§ **Document section**
☆ ☆ ☆ ☆
The opinion of the court was delivered by: LORD, III
Plaintiff, an insurance company, provides workers' compensation and uninsured motorist insurance to defendant through a policy with defendant's employer. After defendant, while acting in the course and scope of her employment, was in a car accident, plaintiff paid workers' compensation benefits to defendant, but refused to pay her any uninsured motorist benefits, on the ground that plaintiff's obligation under the policy was satisfied by the payment of workers' compensation benefits.
Defendant objected to plaintiff's refusal, and demanded that the dispute be submitted to arbitration, under the arbitration clause in the policy. Plaintiff then brought this action, seeking a declaratory judgment that the arbitration clause does not require plaintiff to submit to the arbitration of this dispute. Defendant filed a counterclaim seeking a declaratory judgment to the contrary. Plaintiff has now filed a motion for summary judgment on the arbitration question, which is essentially unopposed. (Although defendant responded with a cross motion for summary judgment, she does not address the arbitration question, but only argues the merits of her claim to benefits). For the reasons that follow, I hold that this dispute is not subject to arbitration under the policy.
The arbitration clause in the contract provides:
Policy at Para. 4. The language of this clause is plain and unambiguous. It makes two kinds of disputes subject to arbitration: disputes over "whether the insured is legally entitled to recover damages from the owner or driver of [the] vehicle," and disputes over "the amount of damages."
☆ ☆ ☆ ☆
(Dataset records about object locations)
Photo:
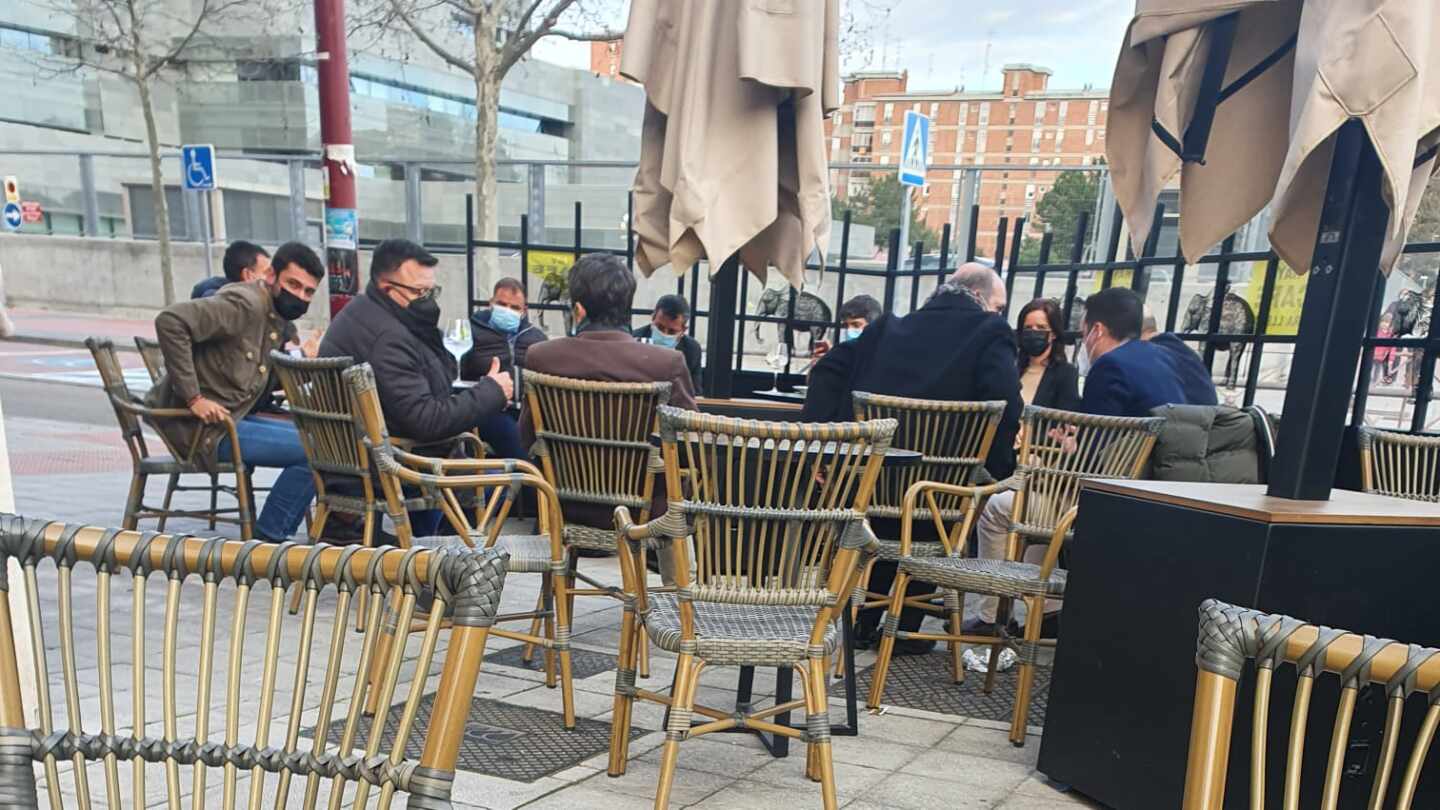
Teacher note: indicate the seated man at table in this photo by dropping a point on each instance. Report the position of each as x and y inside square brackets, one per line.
[395, 327]
[667, 329]
[602, 291]
[958, 348]
[216, 353]
[1125, 376]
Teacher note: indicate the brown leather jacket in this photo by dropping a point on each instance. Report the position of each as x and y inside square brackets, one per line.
[218, 348]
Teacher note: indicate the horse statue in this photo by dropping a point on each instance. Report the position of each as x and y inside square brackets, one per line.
[775, 301]
[1236, 317]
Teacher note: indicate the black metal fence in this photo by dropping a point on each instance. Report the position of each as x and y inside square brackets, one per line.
[1244, 348]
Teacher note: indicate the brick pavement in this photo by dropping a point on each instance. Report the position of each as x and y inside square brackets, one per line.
[902, 758]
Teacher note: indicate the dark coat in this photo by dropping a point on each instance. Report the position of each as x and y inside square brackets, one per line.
[1059, 388]
[1191, 372]
[412, 374]
[488, 342]
[687, 346]
[949, 349]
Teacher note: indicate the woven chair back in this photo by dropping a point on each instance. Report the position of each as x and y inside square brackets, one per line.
[236, 704]
[769, 505]
[1062, 448]
[594, 438]
[323, 407]
[952, 440]
[151, 356]
[1230, 637]
[1400, 464]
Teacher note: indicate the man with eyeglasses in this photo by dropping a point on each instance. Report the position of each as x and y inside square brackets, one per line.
[395, 327]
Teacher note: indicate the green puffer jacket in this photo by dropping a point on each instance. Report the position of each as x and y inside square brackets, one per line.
[1214, 444]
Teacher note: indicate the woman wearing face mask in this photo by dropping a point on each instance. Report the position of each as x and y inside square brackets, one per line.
[1046, 378]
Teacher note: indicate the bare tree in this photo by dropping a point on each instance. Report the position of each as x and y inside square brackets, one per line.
[137, 41]
[500, 33]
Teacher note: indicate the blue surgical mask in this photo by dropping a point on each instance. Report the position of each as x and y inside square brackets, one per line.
[504, 319]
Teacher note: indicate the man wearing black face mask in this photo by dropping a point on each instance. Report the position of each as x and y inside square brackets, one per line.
[218, 366]
[395, 327]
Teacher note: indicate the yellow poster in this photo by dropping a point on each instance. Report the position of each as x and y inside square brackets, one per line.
[1288, 300]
☆ ☆ ☆ ☆
§ **Objectives**
a. Adjust every coordinate by -26 in the part of the records that opens with the line containing "Teacher note: indicate the green" and runs through the end of the records. Write out all of that part's lines, including the teacher notes.
b. Continue the court opinion on the insurance arbitration dispute from the point where it stops.

§ **Final answers**
a.
Teacher note: indicate the green puffer jacket in this photo by dropping a point on each instance. Report the position of each as x and y inside square brackets, one per line.
[1188, 418]
Teacher note: indicate the woman wearing face mask in this photo by dropping a point on each instance. Report the position of each as x and y inside square brackets, one per line.
[1020, 352]
Teacher note: indicate the bare tree in this photo by dropping a point on each instance. Report the position of each as x and y inside square brackets, one per line.
[111, 15]
[474, 7]
Teacher note: indicate the blue surgical mask in this photo by dropping a point on each instance. Report the position of each as x and y inside square brackets, one per line.
[478, 293]
Teacher note: indicate the man wearing black face mask in this photo by dropping a point on each instance. Report the position of each as x and y inside square brackets, one per line.
[192, 340]
[369, 301]
Teacher note: indicate the yellow poster in this photo by dropping a point on each instance. Report the position of each as x and y inside square brackets, one per line.
[1262, 274]

b.
The present dispute is not over the amount of damages. Nor is it over whether the insured is legally entitled to recover damages from the owner or driver. The dispute is over whether the insured is legally entitled to recover uninsured motorist benefits from the insurer, when the insurer has paid workers' compensation benefits to the insured for the same injuries. It is therefore not a dispute covered by the arbitration clause in the policy. Accordingly, I hold that plaintiff is not required to submit to the arbitration of this dispute, and I will grant plaintiff's motion for summary judgment.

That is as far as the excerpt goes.